>> start Records provided
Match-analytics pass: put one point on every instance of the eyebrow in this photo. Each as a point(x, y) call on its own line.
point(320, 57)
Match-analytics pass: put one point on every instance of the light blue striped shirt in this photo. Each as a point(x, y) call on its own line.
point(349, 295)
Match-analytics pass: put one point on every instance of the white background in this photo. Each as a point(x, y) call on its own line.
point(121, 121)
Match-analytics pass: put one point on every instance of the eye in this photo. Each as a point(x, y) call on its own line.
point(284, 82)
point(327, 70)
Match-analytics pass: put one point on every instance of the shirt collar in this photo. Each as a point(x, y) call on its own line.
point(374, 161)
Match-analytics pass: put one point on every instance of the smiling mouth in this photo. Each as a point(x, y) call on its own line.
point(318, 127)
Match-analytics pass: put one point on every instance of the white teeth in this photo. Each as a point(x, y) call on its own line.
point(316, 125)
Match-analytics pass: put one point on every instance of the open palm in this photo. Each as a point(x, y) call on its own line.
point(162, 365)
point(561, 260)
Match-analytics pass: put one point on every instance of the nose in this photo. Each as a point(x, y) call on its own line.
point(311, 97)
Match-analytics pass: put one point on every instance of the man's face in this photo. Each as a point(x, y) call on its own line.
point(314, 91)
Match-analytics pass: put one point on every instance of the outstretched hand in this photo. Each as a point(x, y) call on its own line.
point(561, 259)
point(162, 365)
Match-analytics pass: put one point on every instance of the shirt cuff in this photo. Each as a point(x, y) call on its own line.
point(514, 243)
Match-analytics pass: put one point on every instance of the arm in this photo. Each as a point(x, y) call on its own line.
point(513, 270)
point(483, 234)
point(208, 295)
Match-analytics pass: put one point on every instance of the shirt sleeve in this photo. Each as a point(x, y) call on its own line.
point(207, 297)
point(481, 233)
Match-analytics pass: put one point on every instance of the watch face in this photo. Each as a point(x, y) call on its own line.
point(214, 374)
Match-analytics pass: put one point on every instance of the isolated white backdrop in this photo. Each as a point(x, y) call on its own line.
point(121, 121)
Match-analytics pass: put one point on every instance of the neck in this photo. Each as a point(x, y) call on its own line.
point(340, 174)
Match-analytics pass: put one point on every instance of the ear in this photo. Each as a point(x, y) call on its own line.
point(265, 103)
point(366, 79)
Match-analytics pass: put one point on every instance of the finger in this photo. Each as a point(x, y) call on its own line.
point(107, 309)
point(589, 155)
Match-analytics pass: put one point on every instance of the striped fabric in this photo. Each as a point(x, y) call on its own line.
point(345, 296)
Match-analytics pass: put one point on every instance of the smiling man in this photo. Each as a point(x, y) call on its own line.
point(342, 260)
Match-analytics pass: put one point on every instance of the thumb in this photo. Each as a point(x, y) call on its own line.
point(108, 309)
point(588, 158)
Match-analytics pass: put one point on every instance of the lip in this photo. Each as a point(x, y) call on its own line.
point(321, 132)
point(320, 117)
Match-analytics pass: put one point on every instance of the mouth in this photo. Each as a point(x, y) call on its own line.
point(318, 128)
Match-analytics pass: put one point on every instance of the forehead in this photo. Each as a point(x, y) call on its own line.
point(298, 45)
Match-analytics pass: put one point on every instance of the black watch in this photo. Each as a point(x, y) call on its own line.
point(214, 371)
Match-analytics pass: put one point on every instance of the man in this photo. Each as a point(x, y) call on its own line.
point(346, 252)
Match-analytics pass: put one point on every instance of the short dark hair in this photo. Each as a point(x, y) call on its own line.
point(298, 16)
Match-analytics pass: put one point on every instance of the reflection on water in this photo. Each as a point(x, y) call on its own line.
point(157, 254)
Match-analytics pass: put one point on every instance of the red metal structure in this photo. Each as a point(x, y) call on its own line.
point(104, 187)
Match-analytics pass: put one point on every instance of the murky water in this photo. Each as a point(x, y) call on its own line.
>> end Records provided
→ Problem details: Can you render the records above, from their first line through the line containing "point(314, 91)", as a Markdown table with the columns No. and Line, numbering each row and leaving out any blank lines?

→ Output for this exercise:
| No. | Line |
|---|---|
| 1 | Match-analytics pass: put one point on every instance of the eyebrow in this photo. Each as a point(x, y) call on its own line. |
| 2 | point(320, 57) |
| 3 | Match-analytics pass: put one point on every instance of the light blue striped shirt in this photo. Each as a point(x, y) call on its own line. |
| 4 | point(349, 295) |
| 5 | Match-analytics pass: put one point on every instance of the white background in this photo. Each as a point(x, y) call on its own line. |
| 6 | point(121, 121) |
| 7 | Match-analytics pass: put one point on every instance of the eye in this photo. Each as a point(x, y) call on its own line. |
| 8 | point(284, 82) |
| 9 | point(327, 70) |
| 10 | Match-analytics pass: put one point on every instance of the shirt collar in this photo. Each as a point(x, y) call on its own line. |
| 11 | point(374, 161) |
| 12 | Match-analytics pass: put one point on every instance of the smiling mouth in this photo. Each as a point(x, y) call on its own line. |
| 13 | point(318, 127) |
| 14 | Match-analytics pass: put one point on every instance of the white teeth in this photo. Each as a point(x, y) call on its own line. |
| 15 | point(316, 125) |
| 16 | Match-analytics pass: put one point on every instance of the open palm in this photo. Each as a point(x, y) call on its own line. |
| 17 | point(162, 365) |
| 18 | point(561, 260) |
| 19 | Match-analytics pass: put one point on every instance of the nose in this photo. Each as a point(x, y) call on its own line. |
| 20 | point(311, 97) |
| 21 | Match-analytics pass: put one point on every instance of the man's face in this photo. Each as a point(x, y) call on its own line. |
| 22 | point(314, 91) |